» **Records supplied**:
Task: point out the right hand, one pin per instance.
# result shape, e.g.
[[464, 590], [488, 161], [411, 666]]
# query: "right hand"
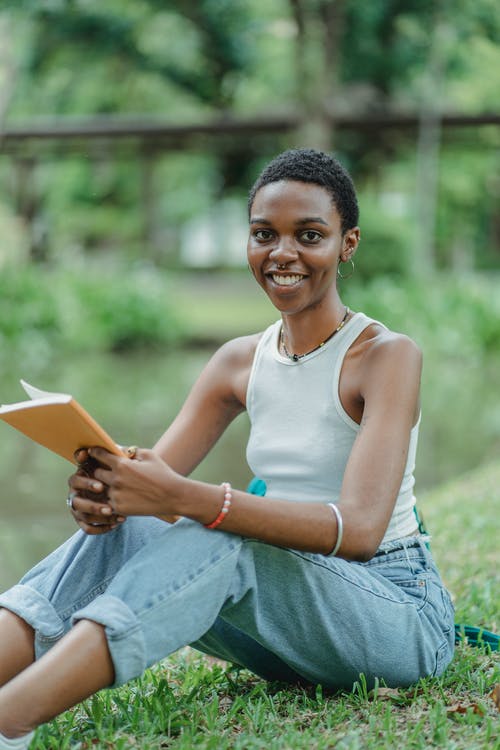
[[90, 507]]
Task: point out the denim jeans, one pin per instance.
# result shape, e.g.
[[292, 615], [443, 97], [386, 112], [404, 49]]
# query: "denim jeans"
[[286, 615]]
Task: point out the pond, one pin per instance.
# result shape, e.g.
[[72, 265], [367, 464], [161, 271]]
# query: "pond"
[[135, 396]]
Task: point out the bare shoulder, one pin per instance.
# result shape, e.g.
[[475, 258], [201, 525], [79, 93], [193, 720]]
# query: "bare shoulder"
[[385, 347], [390, 372], [238, 352], [231, 365]]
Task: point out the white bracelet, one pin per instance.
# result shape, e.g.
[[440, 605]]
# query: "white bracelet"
[[340, 529]]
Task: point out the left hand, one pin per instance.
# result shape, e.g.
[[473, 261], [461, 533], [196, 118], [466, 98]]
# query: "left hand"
[[141, 486]]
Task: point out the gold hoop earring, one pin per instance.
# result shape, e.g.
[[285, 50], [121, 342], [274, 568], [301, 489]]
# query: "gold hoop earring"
[[348, 275]]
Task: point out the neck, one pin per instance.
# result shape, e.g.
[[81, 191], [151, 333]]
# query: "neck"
[[305, 331]]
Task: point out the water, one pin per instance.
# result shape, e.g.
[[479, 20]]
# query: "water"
[[135, 398]]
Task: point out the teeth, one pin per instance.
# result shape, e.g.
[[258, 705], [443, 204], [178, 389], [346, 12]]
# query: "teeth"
[[286, 280]]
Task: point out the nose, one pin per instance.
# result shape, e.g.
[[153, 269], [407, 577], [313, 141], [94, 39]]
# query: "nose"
[[285, 251]]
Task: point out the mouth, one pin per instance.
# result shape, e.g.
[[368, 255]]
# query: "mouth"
[[287, 279]]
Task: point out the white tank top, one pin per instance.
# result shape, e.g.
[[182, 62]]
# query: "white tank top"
[[301, 436]]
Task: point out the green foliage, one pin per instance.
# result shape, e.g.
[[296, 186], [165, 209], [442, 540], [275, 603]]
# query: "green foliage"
[[454, 316], [190, 702], [113, 310]]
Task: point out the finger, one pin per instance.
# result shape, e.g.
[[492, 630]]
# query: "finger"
[[87, 507], [96, 519], [104, 476], [83, 482], [104, 457], [80, 455]]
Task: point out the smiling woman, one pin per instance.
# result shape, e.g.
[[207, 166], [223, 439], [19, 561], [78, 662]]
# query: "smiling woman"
[[322, 579]]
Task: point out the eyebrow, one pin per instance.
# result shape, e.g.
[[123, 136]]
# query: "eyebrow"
[[300, 222]]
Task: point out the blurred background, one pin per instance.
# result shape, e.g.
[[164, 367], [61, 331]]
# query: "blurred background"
[[130, 133]]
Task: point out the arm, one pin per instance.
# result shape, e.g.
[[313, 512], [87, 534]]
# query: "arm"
[[389, 387]]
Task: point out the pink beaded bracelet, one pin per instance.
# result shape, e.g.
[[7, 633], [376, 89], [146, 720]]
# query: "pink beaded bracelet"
[[228, 498]]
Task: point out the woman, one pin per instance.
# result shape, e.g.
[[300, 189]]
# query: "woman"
[[325, 577]]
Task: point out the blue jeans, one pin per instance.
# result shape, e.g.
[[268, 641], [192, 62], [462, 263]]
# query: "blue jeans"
[[285, 615]]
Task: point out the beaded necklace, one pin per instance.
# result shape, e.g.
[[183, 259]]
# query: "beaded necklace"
[[296, 357]]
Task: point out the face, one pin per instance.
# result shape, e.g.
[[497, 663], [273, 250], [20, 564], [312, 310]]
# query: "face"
[[296, 243]]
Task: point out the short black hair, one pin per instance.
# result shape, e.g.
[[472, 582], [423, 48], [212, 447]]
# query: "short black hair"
[[310, 165]]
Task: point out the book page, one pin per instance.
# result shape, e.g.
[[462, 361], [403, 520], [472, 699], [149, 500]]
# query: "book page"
[[37, 392]]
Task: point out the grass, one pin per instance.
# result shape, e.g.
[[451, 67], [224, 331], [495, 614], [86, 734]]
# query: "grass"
[[190, 701]]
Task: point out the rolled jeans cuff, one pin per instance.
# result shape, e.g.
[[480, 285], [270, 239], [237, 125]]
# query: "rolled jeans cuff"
[[38, 612], [124, 635]]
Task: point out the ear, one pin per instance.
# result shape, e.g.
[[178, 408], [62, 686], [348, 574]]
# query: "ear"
[[350, 244]]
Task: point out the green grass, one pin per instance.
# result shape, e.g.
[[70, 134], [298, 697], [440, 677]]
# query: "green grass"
[[190, 701]]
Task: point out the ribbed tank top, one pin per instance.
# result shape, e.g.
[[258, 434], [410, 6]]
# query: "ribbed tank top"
[[301, 436]]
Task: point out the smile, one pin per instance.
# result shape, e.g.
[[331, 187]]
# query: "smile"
[[287, 280]]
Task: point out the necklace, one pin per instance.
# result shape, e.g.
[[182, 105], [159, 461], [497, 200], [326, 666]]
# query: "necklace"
[[296, 357]]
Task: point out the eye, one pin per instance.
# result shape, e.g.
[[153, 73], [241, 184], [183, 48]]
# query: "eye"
[[311, 236], [262, 235]]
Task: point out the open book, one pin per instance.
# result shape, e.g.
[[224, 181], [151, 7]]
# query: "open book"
[[58, 422]]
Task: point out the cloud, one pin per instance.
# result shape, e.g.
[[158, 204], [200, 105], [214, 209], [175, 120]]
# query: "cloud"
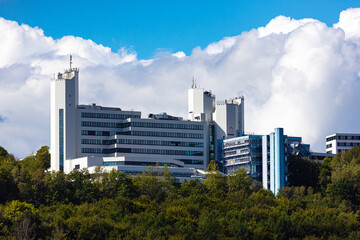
[[298, 74]]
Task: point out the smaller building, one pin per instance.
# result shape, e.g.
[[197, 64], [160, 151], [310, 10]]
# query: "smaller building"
[[341, 142], [242, 152]]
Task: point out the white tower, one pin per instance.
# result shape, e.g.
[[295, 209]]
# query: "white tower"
[[229, 117], [201, 104], [64, 102]]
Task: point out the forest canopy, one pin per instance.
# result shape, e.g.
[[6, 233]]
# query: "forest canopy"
[[323, 203]]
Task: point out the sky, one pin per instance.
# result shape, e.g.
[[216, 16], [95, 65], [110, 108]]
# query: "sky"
[[150, 27], [296, 62]]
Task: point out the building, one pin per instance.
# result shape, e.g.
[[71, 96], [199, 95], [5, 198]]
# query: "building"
[[341, 142], [92, 135], [242, 152], [87, 136], [264, 157]]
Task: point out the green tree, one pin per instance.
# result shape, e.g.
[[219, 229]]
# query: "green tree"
[[302, 172], [43, 155]]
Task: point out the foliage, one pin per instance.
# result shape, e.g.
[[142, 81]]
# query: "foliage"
[[37, 204]]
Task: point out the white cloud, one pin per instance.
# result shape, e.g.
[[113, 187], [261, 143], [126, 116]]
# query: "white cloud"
[[298, 74]]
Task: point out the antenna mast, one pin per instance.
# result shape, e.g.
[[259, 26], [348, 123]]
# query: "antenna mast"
[[194, 83]]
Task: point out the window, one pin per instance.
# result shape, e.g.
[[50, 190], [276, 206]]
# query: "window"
[[61, 139], [108, 115]]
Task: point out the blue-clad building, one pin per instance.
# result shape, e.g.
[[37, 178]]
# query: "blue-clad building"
[[263, 157]]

» **Directions**: Give back, word for word, the lines of the data above from the line containing "Task: point out the sky, one" through the line containing "[[341, 142], [92, 135], [242, 152], [87, 136], [264, 157]]", including both of those lines.

» **Response to the task**:
Task: point out the sky, one pin per instance.
# result shape, e.g.
[[216, 16], [95, 65], [110, 108]]
# query: "sky"
[[150, 27], [296, 62]]
Task: point out the building, one pin per instance.
# result shape, e.g.
[[71, 96], [199, 95], [5, 198]]
# query: "building"
[[341, 142], [92, 135], [242, 152], [87, 136], [264, 157]]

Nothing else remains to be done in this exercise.